**What to produce**
Once you have read the records, output them exactly.

**Source data**
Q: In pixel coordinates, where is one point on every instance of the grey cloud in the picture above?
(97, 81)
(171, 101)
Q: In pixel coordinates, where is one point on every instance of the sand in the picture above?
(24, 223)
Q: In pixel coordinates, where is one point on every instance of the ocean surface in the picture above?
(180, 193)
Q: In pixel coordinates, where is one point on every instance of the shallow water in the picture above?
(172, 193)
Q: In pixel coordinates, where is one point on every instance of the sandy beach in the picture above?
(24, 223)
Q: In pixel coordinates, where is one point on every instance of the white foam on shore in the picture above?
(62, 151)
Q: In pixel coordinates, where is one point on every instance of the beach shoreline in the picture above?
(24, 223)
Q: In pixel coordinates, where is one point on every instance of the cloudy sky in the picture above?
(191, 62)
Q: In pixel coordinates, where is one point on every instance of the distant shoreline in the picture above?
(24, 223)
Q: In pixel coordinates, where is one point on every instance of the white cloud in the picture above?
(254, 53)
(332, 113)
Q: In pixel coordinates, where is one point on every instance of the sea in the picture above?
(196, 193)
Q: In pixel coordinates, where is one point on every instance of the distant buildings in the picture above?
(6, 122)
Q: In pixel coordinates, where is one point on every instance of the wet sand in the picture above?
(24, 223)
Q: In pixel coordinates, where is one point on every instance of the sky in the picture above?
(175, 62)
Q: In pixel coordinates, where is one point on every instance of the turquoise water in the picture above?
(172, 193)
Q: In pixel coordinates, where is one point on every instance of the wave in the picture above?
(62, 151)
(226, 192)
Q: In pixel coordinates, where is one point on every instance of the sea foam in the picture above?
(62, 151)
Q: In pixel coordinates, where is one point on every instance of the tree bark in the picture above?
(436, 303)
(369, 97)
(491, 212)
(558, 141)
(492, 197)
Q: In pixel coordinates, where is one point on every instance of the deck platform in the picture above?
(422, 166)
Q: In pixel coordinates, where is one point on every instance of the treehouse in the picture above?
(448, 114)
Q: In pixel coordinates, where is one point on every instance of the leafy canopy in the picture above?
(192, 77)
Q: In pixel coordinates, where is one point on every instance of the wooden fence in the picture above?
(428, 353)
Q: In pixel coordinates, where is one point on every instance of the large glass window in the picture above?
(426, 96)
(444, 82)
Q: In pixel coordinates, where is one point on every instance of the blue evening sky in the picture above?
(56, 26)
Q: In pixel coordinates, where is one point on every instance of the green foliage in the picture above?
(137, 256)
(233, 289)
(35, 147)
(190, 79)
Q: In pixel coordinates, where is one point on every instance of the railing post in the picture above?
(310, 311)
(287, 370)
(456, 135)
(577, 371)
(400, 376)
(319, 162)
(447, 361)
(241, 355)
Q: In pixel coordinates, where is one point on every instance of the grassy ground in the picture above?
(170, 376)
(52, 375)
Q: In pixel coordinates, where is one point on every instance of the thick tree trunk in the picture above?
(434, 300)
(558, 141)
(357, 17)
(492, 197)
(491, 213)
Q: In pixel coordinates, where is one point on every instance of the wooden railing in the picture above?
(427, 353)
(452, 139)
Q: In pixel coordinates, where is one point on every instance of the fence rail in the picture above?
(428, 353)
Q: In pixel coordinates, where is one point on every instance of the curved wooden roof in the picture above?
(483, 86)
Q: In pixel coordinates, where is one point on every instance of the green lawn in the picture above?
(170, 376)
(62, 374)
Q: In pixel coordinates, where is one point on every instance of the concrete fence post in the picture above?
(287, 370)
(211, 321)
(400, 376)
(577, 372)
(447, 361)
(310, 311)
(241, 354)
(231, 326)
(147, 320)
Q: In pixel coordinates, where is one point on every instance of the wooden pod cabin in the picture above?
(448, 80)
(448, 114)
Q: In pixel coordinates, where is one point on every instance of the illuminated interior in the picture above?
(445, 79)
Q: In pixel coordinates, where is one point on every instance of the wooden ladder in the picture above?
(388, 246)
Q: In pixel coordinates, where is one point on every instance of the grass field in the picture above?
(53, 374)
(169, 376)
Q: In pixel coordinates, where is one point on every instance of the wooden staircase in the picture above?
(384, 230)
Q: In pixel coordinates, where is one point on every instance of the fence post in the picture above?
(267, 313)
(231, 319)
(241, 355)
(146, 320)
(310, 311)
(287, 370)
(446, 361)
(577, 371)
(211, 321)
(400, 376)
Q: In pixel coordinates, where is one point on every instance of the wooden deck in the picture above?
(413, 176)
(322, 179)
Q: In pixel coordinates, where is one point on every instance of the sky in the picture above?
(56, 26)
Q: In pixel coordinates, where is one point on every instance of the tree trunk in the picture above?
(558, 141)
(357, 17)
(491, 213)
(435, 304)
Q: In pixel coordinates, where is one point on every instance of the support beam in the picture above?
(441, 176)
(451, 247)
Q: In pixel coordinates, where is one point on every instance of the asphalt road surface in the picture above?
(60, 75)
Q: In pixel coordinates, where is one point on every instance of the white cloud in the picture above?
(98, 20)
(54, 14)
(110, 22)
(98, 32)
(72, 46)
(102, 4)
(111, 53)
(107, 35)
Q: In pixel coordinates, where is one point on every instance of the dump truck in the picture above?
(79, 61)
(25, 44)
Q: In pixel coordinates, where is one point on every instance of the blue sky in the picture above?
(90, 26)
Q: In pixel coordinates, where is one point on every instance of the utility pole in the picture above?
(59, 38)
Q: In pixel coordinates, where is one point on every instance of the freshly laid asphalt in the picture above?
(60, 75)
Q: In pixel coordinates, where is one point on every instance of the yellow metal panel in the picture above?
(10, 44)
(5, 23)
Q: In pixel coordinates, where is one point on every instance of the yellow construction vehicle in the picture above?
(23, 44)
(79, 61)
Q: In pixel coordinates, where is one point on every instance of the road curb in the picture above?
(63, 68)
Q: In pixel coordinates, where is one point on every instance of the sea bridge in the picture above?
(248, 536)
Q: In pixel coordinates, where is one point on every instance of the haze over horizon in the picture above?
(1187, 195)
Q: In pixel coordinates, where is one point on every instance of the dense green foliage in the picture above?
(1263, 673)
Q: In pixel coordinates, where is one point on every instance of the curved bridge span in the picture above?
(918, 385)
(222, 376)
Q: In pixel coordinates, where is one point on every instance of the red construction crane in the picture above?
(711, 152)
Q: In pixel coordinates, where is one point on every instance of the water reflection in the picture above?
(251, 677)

**Written answer**
Q: In pixel coordinates, where is one point on every instance of the grey cloud in the picture above?
(97, 81)
(171, 101)
Q: In pixel coordinates, where is one point on every instance of the sand in the picture above?
(24, 223)
Q: In pixel coordinates, where is one point on every instance of the ocean surface in the picture above?
(180, 193)
Q: In pixel coordinates, where is one point on every instance of the shallow water in the picture above?
(172, 193)
Q: In pixel coordinates, where is one point on every instance of the sandy beach in the picture above?
(24, 223)
Q: In pixel coordinates, where is one point on every instance of the white foam on shore in the picture above?
(62, 151)
Q: In pixel coordinates, where is one point on every instance of the beach shoreline in the picture above?
(24, 223)
Q: In pixel coordinates, where is one point on every instance of the cloudy sky in the picture above?
(191, 62)
Q: In pixel coordinates, where is one point on every instance of the distant shoreline in the picture above?
(24, 223)
Q: In pixel coordinates, where is one point on every instance of the white cloud in the picture above?
(254, 53)
(332, 113)
Q: In pixel coordinates, where is one point on every instance of the sea in the picture above?
(196, 193)
Q: In pixel coordinates, where is one point on every instance of the distant buildings in the picture above?
(6, 122)
Q: In pixel coordinates, where is one point on every instance of the wet sand in the picture above?
(24, 223)
Q: In pixel coordinates, where is one point on every instance of the sky in the picture above?
(175, 62)
Q: In pixel coordinates, where is one point on every instance of the turquoise water in the picture above?
(172, 193)
Q: In pixel coordinates, where is one point on every instance of the wave in the picture above?
(62, 151)
(226, 192)
Q: In pixel coordinates, where is one point on every instance of the sea foam in the picture above?
(62, 151)
Q: In pixel coordinates, where is one point on every instance of the tree bark in the picture above?
(436, 303)
(369, 97)
(491, 212)
(558, 141)
(492, 197)
Q: In pixel coordinates, where is one point on every instance of the deck platform in the picture above?
(422, 166)
Q: In pixel coordinates, where is one point on every instance of the treehouse in the picture above?
(448, 114)
Q: In pixel coordinates, where is one point on every instance of the leafy canopy in the picture above?
(192, 77)
Q: In pixel coordinates, where is one point on every instance of the wooden fence in the picture above?
(428, 353)
Q: In pixel coordinates, where is one point on every instance of the large glass window in the picture above?
(426, 96)
(444, 82)
Q: In pixel coordinates, where is one point on every instance of the blue evening sky in the picture above?
(56, 26)
Q: In pixel coordinates, where is one point on every instance of the green foliage in the picture above?
(137, 256)
(233, 289)
(35, 147)
(190, 79)
Q: In pixel coordinates, where is one point on every instance of the railing post in the picture above?
(310, 311)
(287, 370)
(456, 135)
(577, 371)
(400, 376)
(319, 162)
(447, 361)
(241, 355)
Q: In pixel coordinates, where is one point on every instance of the grassy ground in the picture above?
(170, 376)
(52, 375)
Q: In pixel coordinates, where is one point on every instance of the thick tree trunk in the picture above?
(434, 300)
(558, 141)
(357, 17)
(492, 197)
(491, 213)
Q: In pixel coordinates, where is one point on every instance of the wooden railing in the picture above?
(427, 353)
(452, 139)
Q: In pixel coordinates, where is one point on every instance of the fence rail in the picture above?
(428, 353)
Q: In pixel coordinates, where is one point on every instance of the curved wooden roof in the picture above?
(483, 86)
Q: In pixel coordinates, where is one point on every instance of the green lawn in the picture above?
(170, 376)
(62, 374)
Q: In pixel coordinates, where is one point on every instance of the concrete fence post in the picture above?
(287, 370)
(211, 321)
(400, 376)
(577, 372)
(447, 361)
(310, 311)
(241, 354)
(231, 326)
(147, 320)
Q: In pixel coordinates, where is one point on every instance of the wooden pod cabin in the picture above?
(448, 80)
(448, 114)
Q: In pixel coordinates, where is one point on every instance of the illuminated interior in the picture above?
(445, 79)
Q: In pixel coordinates, where is one point on every instance of the wooden ladder in the picture above?
(388, 246)
Q: In pixel coordinates, where is one point on every instance of the grass field in the picture above?
(53, 374)
(169, 376)
Q: In pixel coordinates, where is one point on every instance of the wooden staircase in the picture above?
(384, 230)
Q: In pixel coordinates, where is one point on every instance of the fence post in the picture above?
(267, 313)
(231, 319)
(241, 355)
(146, 320)
(310, 311)
(287, 370)
(446, 361)
(577, 371)
(211, 321)
(400, 376)
Q: In pixel coordinates, where is one point on every instance of the wooden deck in the picture above?
(413, 176)
(322, 179)
Q: In pixel coordinates, where is one point on every instance of the sky in the picture above?
(56, 26)
Q: In pixel coordinates, where is one point on every instance of the tree trunk in the picture above?
(558, 141)
(357, 17)
(491, 213)
(435, 304)
Q: In pixel coordinates, where is one point on every instance of the support beam in the picture above?
(441, 176)
(451, 247)
Q: In pixel coordinates, where is one point on every instance of the asphalt road surface in the picture above?
(60, 75)
Q: In pixel coordinates, where is one point on every instance of the white cloud in the picture above?
(98, 20)
(54, 14)
(110, 22)
(98, 32)
(72, 46)
(102, 4)
(111, 53)
(107, 35)
Q: In pixel coordinates, where is one point on every instance of the dump truck in the picture above?
(79, 61)
(25, 44)
Q: In pixel coordinates, where is one point on every instance of the blue sky in the picture above?
(90, 26)
Q: In pixel coordinates, where is one point on every instance of the utility pole in the picture above?
(59, 38)
Q: In pixel coordinates, where is one point on every instance of the freshly laid asphalt in the picture above?
(60, 75)
Q: In pixel coordinates, where is one point on every instance of the yellow metal panel in the picture above?
(10, 44)
(5, 23)
Q: In pixel coordinates, where is one point on every instance of the yellow construction vehicle in the picture above?
(23, 44)
(79, 61)
Q: In pixel coordinates, where is one point on every instance of the road curb in the picture above?
(63, 68)
Q: In pixel coordinates, where is one point on every instance of the sea bridge in the picture above?
(248, 536)
Q: In pixel coordinates, where is one point on every instance of the haze over horizon in the picture above?
(1187, 195)
Q: In pixel coordinates, where is one point on every instance of the dense green foliage in the picture above?
(1263, 673)
Q: In pixel coordinates, where is one point on every instance of the curved bridge span in the picture above?
(918, 385)
(222, 376)
Q: In pixel coordinates, where is one point on every instance of the red construction crane in the picture above?
(711, 152)
Q: In pixel coordinates, where is one point on every instance of the water reflection in the picture above?
(251, 677)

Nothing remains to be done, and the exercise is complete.